__Raw records__.
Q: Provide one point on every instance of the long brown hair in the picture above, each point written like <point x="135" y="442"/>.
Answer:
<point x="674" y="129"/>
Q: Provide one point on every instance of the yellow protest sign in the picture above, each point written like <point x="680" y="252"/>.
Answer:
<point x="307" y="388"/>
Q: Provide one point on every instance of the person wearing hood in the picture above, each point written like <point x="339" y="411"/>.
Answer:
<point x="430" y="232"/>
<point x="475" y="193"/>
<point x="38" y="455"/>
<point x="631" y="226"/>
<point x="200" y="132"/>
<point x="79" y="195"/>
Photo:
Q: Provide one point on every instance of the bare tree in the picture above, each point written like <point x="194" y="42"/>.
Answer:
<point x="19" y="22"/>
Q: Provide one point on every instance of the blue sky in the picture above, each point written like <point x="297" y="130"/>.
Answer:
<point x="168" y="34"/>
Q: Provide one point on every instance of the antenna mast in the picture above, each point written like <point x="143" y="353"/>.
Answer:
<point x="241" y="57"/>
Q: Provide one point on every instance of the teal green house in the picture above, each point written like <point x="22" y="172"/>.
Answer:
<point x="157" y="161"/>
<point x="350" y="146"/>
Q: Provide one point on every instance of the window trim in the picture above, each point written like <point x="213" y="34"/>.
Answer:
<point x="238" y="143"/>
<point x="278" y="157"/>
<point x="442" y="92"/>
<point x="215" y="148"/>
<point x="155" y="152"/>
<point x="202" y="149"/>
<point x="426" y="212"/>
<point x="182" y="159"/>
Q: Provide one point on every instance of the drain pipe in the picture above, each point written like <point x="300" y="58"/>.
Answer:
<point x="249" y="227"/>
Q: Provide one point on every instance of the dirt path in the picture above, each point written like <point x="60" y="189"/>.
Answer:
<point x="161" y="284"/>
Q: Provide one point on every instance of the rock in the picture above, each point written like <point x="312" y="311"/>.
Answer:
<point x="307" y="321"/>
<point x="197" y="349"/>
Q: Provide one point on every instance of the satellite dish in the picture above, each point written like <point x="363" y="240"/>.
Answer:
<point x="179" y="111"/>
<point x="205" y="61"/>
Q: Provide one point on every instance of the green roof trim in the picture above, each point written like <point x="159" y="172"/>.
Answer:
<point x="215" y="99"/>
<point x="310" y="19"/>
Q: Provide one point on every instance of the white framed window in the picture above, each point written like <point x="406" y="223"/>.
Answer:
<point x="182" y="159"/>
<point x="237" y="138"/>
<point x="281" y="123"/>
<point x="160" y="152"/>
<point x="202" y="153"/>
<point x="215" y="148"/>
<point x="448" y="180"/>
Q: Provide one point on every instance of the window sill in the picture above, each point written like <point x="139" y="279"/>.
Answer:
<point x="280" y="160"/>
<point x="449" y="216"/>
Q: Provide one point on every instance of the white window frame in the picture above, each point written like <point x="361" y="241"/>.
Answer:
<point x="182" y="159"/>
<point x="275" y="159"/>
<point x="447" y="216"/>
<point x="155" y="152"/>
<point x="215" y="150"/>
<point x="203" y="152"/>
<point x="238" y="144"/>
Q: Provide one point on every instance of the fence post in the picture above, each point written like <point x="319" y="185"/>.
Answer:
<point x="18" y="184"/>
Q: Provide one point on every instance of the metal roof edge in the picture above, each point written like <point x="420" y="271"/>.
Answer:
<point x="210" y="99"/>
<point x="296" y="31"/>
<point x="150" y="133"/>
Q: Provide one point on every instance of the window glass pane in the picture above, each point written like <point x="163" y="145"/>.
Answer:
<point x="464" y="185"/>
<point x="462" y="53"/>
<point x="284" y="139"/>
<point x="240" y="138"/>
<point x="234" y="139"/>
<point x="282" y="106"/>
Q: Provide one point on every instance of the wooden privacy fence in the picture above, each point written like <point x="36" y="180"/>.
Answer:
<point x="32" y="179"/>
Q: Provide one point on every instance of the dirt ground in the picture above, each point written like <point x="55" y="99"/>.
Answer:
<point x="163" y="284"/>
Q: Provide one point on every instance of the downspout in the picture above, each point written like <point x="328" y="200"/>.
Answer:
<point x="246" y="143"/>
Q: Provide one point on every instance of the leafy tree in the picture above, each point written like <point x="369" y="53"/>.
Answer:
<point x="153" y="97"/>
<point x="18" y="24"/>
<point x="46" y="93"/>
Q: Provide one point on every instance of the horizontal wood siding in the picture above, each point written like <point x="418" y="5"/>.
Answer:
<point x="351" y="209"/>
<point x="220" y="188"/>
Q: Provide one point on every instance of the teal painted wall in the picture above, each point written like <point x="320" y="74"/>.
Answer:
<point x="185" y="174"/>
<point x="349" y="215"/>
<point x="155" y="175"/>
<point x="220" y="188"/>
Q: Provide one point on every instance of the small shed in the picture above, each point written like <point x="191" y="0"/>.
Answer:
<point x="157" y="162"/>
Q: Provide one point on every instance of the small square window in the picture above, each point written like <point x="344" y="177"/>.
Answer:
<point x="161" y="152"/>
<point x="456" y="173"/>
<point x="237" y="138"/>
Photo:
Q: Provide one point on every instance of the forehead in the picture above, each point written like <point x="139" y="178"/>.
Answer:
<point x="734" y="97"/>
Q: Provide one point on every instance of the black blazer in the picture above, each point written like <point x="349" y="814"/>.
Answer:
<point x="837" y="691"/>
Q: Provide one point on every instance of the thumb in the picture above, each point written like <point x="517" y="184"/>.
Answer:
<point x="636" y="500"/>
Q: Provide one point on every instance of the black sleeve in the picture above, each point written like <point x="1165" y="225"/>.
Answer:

__Written instruction__. The data above must be returned in full, exactly as written.

__Worked answer__.
Q: Provide one point on every instance of the long brown hair in the picture above, each point written like <point x="135" y="442"/>.
Answer:
<point x="674" y="129"/>
Q: Provide one point on every instance of the yellow protest sign in the picture above, each point written like <point x="680" y="252"/>.
Answer:
<point x="307" y="388"/>
Q: Provide one point on every instance of the person wearing hood in the picture above, each point written like <point x="339" y="411"/>.
Answer:
<point x="430" y="232"/>
<point x="475" y="193"/>
<point x="38" y="455"/>
<point x="631" y="226"/>
<point x="200" y="132"/>
<point x="79" y="195"/>
Photo:
Q: Provide one point on every instance of the bare tree in the picture above, each point written like <point x="194" y="42"/>.
Answer:
<point x="19" y="22"/>
Q: Provide one point on every instance of the blue sky in the picture above, each point written like <point x="297" y="130"/>.
Answer:
<point x="168" y="34"/>
Q: Provide one point on every instance of the antenna mast in the picture above, each point written like <point x="143" y="353"/>.
Answer:
<point x="241" y="57"/>
Q: Provide one point on every instance of the teal green house in the picture above, each point written like <point x="22" y="172"/>.
Answer:
<point x="157" y="161"/>
<point x="350" y="146"/>
Q: Provide one point on every instance of the window trim in the picture above, each point written like <point x="213" y="34"/>.
Answer:
<point x="238" y="143"/>
<point x="278" y="157"/>
<point x="442" y="92"/>
<point x="215" y="148"/>
<point x="155" y="152"/>
<point x="202" y="149"/>
<point x="426" y="212"/>
<point x="182" y="159"/>
Q: Provide one point on every instance of the drain pipe in the picture above, each point written like <point x="300" y="58"/>.
Answer:
<point x="249" y="227"/>
Q: Provide one point on every instance of the dirt path in the picture above, each point written like <point x="60" y="189"/>.
Answer:
<point x="161" y="284"/>
Q: Provide one point on every instance of the rock in the picture above, each point written like <point x="312" y="311"/>.
Answer:
<point x="307" y="321"/>
<point x="197" y="349"/>
Q: Provide one point on every instance of the satellite dish in the picture above, each point written like <point x="363" y="240"/>.
Answer:
<point x="179" y="111"/>
<point x="205" y="61"/>
Q: Provide one point on every instance of the green roof trim in the picture above, each point written like <point x="159" y="172"/>.
Answer:
<point x="215" y="99"/>
<point x="310" y="19"/>
Q: Provide one point on every instance of the white framed window in the picture above, each point written like <point x="406" y="223"/>.
Answer:
<point x="182" y="159"/>
<point x="237" y="138"/>
<point x="281" y="123"/>
<point x="160" y="152"/>
<point x="202" y="153"/>
<point x="215" y="148"/>
<point x="448" y="180"/>
Q: Provide one point on every instance of the window sill in the picture above, each point written like <point x="139" y="279"/>.
Answer:
<point x="280" y="160"/>
<point x="449" y="216"/>
Q: Provide one point on every instance of the white window frame in the picture above, each point written like <point x="361" y="241"/>.
Answer:
<point x="182" y="159"/>
<point x="275" y="159"/>
<point x="447" y="216"/>
<point x="155" y="152"/>
<point x="215" y="150"/>
<point x="203" y="152"/>
<point x="238" y="144"/>
Q: Provide one point on every instance of the fence post in the picture above, each point written like <point x="319" y="185"/>.
Answer:
<point x="18" y="184"/>
Q: Provide one point on every instance of the metal roof edge in the picture above, each point written like <point x="420" y="271"/>.
Answer:
<point x="210" y="99"/>
<point x="296" y="31"/>
<point x="150" y="133"/>
Q: Provide one point on every instance of the window glass pane in the picture above, each point written like <point x="163" y="145"/>.
Answer:
<point x="464" y="185"/>
<point x="462" y="53"/>
<point x="284" y="139"/>
<point x="240" y="138"/>
<point x="234" y="139"/>
<point x="282" y="106"/>
Q: Provide one point on every instance of the wooden privacy fence in the picture above, each point written like <point x="36" y="180"/>.
Answer:
<point x="32" y="179"/>
Q: Provide one point on every instance of the dirt ground in the picture above, each point written like <point x="55" y="99"/>.
Answer:
<point x="163" y="284"/>
Q: Provide one point on every instance of the downspout in the picture above, each point written like <point x="328" y="200"/>.
Answer:
<point x="246" y="143"/>
Q: Provide one point on every instance of the leafy tree in the picture above, each point written like <point x="369" y="53"/>.
Answer:
<point x="153" y="97"/>
<point x="18" y="24"/>
<point x="46" y="93"/>
Q: Provide one point on every instance of the horizontal wood siding in the picture above, each point written like <point x="418" y="5"/>.
Answer:
<point x="351" y="209"/>
<point x="220" y="188"/>
Q: Provide one point on every instance of the teal painted wall in the picture above, each point written like <point x="320" y="74"/>.
Answer:
<point x="185" y="174"/>
<point x="349" y="215"/>
<point x="155" y="175"/>
<point x="220" y="188"/>
Q: Provide one point on every instance of the small shed in the picture above, each point written like <point x="191" y="0"/>.
Answer:
<point x="157" y="162"/>
Q: Provide one point on every instance of the small square window in the picture above, each point written like <point x="344" y="177"/>.
Answer:
<point x="161" y="152"/>
<point x="456" y="173"/>
<point x="237" y="138"/>
Photo:
Q: Provide one point on every instance of the forehead in the picture above, each point written like <point x="139" y="178"/>.
Answer:
<point x="734" y="97"/>
Q: Provide one point on every instance of the black blazer in the picture above, each point written like <point x="349" y="814"/>.
Answer:
<point x="837" y="691"/>
Q: Provide one point on every instance of the thumb in the picture above, each point written like <point x="517" y="184"/>.
Answer:
<point x="636" y="500"/>
Q: Provide one point on every instance of the black sleeve in the picture above, each point written like <point x="1165" y="225"/>.
Answer:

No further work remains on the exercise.